▸ **Exercise aim**
All records must be quoted exactly. Omit the pictures.

▸ **Stored data entries**
#####

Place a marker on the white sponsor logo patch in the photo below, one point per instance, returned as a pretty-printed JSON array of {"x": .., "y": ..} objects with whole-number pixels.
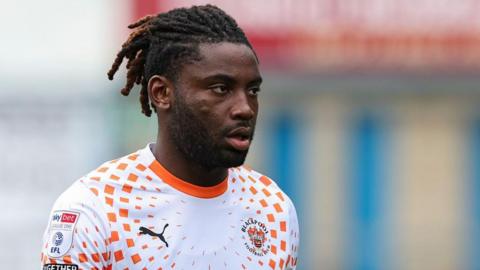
[{"x": 60, "y": 231}]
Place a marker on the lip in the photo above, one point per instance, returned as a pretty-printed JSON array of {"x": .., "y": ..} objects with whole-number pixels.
[{"x": 239, "y": 138}]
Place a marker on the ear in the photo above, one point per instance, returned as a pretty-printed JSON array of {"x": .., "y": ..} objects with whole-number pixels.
[{"x": 160, "y": 91}]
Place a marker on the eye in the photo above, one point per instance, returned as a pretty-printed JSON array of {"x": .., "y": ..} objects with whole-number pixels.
[
  {"x": 219, "y": 89},
  {"x": 254, "y": 91}
]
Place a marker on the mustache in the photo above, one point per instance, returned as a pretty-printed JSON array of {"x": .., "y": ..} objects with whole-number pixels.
[{"x": 246, "y": 124}]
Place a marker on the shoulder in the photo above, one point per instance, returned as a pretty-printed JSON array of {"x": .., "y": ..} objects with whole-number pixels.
[{"x": 266, "y": 189}]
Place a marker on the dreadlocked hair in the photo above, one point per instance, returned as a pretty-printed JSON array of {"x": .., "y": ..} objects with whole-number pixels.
[{"x": 161, "y": 44}]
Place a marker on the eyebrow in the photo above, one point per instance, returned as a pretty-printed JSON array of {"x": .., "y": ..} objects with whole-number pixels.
[{"x": 230, "y": 79}]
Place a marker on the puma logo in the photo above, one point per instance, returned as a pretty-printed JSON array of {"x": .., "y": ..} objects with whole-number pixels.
[{"x": 144, "y": 230}]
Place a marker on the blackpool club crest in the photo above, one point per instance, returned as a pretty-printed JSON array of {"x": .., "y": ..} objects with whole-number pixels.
[{"x": 256, "y": 236}]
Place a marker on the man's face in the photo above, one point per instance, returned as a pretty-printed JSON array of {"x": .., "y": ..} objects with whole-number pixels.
[{"x": 215, "y": 105}]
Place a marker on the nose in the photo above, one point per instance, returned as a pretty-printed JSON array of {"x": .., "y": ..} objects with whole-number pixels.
[{"x": 244, "y": 107}]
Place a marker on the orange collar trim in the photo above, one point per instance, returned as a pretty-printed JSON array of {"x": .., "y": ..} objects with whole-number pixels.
[{"x": 188, "y": 188}]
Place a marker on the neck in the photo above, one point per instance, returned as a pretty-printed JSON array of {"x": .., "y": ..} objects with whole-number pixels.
[{"x": 189, "y": 171}]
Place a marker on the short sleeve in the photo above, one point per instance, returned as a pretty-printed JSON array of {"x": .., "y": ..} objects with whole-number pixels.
[
  {"x": 77, "y": 234},
  {"x": 294, "y": 238}
]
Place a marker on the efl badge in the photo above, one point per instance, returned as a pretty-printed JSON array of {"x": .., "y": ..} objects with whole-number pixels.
[
  {"x": 61, "y": 231},
  {"x": 256, "y": 237}
]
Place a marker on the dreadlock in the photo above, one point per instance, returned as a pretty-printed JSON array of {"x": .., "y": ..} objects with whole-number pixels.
[{"x": 161, "y": 44}]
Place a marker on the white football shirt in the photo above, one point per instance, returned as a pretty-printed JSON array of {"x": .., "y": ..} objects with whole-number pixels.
[{"x": 131, "y": 213}]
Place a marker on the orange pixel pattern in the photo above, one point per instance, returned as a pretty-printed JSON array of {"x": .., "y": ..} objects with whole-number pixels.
[{"x": 132, "y": 207}]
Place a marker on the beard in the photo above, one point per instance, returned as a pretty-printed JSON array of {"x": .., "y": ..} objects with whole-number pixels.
[{"x": 198, "y": 143}]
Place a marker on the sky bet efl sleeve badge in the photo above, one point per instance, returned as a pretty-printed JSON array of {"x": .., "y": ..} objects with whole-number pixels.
[{"x": 62, "y": 226}]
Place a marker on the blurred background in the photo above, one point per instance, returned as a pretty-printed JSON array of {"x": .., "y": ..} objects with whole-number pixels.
[{"x": 369, "y": 120}]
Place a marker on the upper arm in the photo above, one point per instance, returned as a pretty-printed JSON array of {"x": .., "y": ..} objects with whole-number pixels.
[{"x": 77, "y": 232}]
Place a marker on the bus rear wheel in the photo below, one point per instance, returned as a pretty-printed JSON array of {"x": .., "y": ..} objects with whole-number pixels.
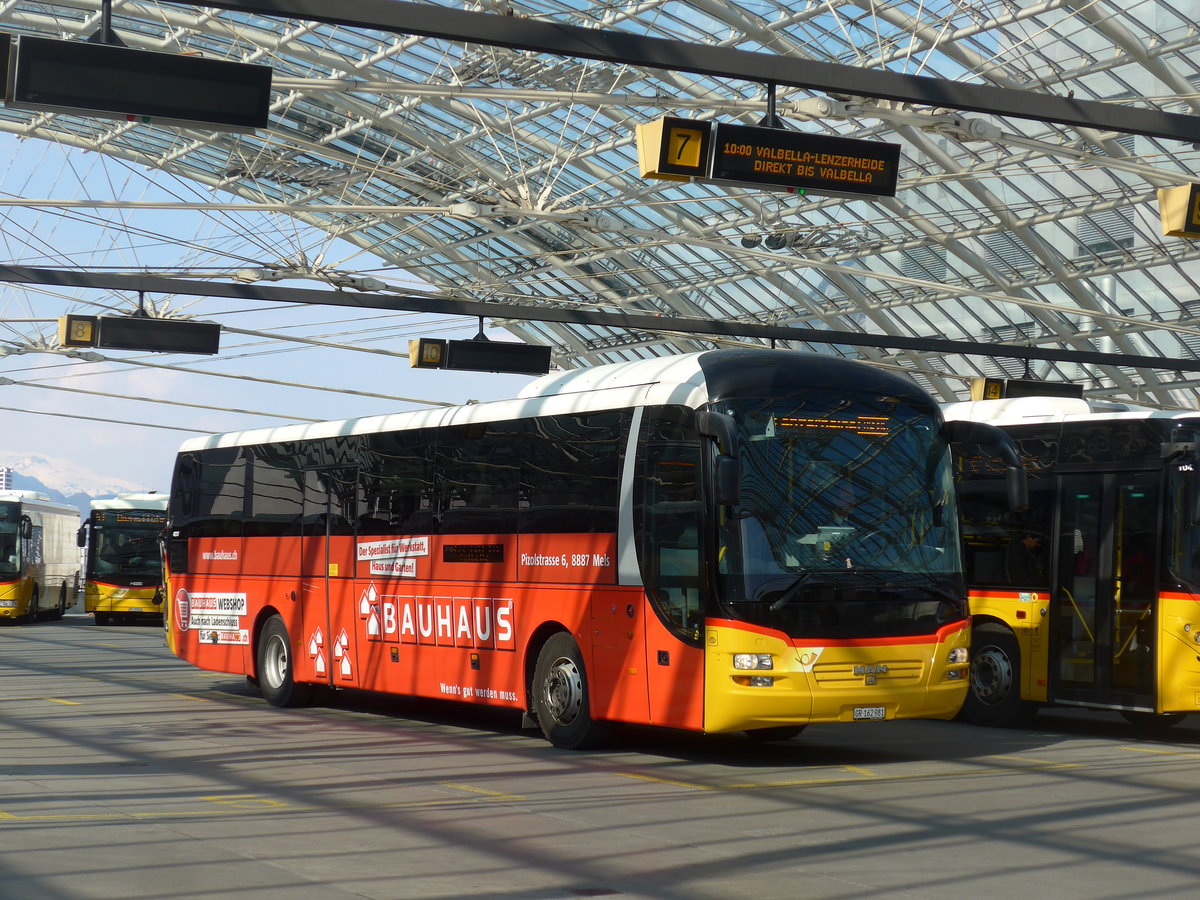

#####

▸ **Exercise solution**
Place a marker on the white sponsor logo patch in the photo below, one point per instance, returned as a pretty-printed JSON array of {"x": .., "y": ..} objects with whole-number pixels.
[{"x": 60, "y": 231}]
Place a marker on the lip in the photo above, one point per instance, returned as a pretty-printed JSON array of {"x": .., "y": ..} objects with whole-number pixels.
[{"x": 239, "y": 138}]
Place a marker on the ear in the photo above, one point per instance, returned as a pretty-printed JSON array of {"x": .., "y": ..} objects with whole-number pixels.
[{"x": 160, "y": 91}]
Place a marker on the eye in the photo above, one point per instance, returned as a pretty-printed JSON array of {"x": .., "y": ..} objects with whole-number pixels.
[
  {"x": 219, "y": 89},
  {"x": 254, "y": 91}
]
Place a marker on the mustache in the photo above, one point per instance, returned as a pretty-printed JSON array of {"x": .., "y": ..} objects with whole-number pixels.
[{"x": 246, "y": 124}]
Place a marker on the shoulder in the photo above, one point per instance, returned as a pretty-printed JSON array of {"x": .., "y": ..} objects with whole-number pixels.
[{"x": 266, "y": 189}]
Place a marker on the dreadlocked hair in the photo above, one point per instance, returned as a pretty-printed JSON array of {"x": .., "y": ..} objects with whole-number pixels.
[{"x": 161, "y": 44}]
Place a marker on the eyebrow in the photo above, one point per instance, returned as a pretty-printed JSON array of {"x": .., "y": ..} objects with whole-number pixels.
[{"x": 230, "y": 79}]
Place a marker on the puma logo in the photo above, one point per instance, returned as a pretty-printed JSON array of {"x": .., "y": ..} objects with whole-number pixels.
[{"x": 144, "y": 230}]
Place a marker on the blackpool club crest in the photo above, one point per instance, returned as a pretty-printed JSON array of {"x": .., "y": ..} objects with whole-number pixels.
[{"x": 256, "y": 236}]
Place a marker on the man's face in the photo above, one point per instance, returned as a pretty-printed JSON array of {"x": .., "y": ..} objects with whole-number pixels.
[{"x": 215, "y": 105}]
Place a marker on the nose in the photo above, one point per instance, returned as a pretty-printed JSON array of {"x": .., "y": ..} objects with whole-number pixels.
[{"x": 244, "y": 107}]
Place a marker on the orange collar trim in the photo above, one point per instance, returned as a pretty-printed JSON array of {"x": .., "y": ..} objects with whole-number pixels.
[{"x": 188, "y": 188}]
Place a marker on the neck in the photo above, one point per instance, returned as a pretty-printed JSON array of {"x": .., "y": ..} objects with whole-number pixels.
[{"x": 189, "y": 171}]
Place a marker on the short sleeve in the photo above, one point per instance, returned as a pretty-printed JSON array of {"x": .., "y": ..} objects with whole-number pixels.
[
  {"x": 77, "y": 234},
  {"x": 294, "y": 238}
]
Place a marker on the efl badge in the photo above, one point per instance, returned as a pretty-printed JSON array of {"x": .., "y": ..} objects with whole-number pixels.
[
  {"x": 61, "y": 231},
  {"x": 256, "y": 237}
]
Place a marker on the dreadlock in the photo above, one point per instance, returned as a pretty-printed JSON array of {"x": .., "y": ..} objects with whole-number pixels.
[{"x": 161, "y": 44}]
Place a marker on the white football shirt in the photo above, one point per instance, returned as a pretty-printed JSON array of {"x": .., "y": ..} objects with whole-number pixels.
[{"x": 131, "y": 213}]
Place a marker on the orange pixel pattern in the photo above, one point per instance, returned as a pretty-printed JSON array of {"x": .., "y": ..} objects with whole-number pixels.
[{"x": 132, "y": 207}]
Place a marker on the beard in the photo above, one point per instance, returned as a pretty-printed JSON array of {"x": .., "y": ..} objects with whole-number pixels.
[{"x": 198, "y": 143}]
Place a marker on the sky bet efl sleeve badge in the photo above, one point per instance, returned as a pretty-printed JSON array of {"x": .., "y": ..} objects with whole-number pixels.
[{"x": 62, "y": 226}]
Place a marker on the blurred background in the photo above, one point per instance, returned as a pretty-printed JSON array of {"x": .., "y": ..} objects with whole-number pixels.
[{"x": 369, "y": 120}]
Place a marker on the upper arm in the photo above, one point per instance, returned as a pretty-printed JSON array of {"x": .., "y": ..} objects with whole-number pixels.
[{"x": 77, "y": 232}]
Place a marker on the bus rear wheel in the photo below, one point per instance, returned as a pretty-printed JSON array of {"x": .., "y": ..} objects with whole-number pixels.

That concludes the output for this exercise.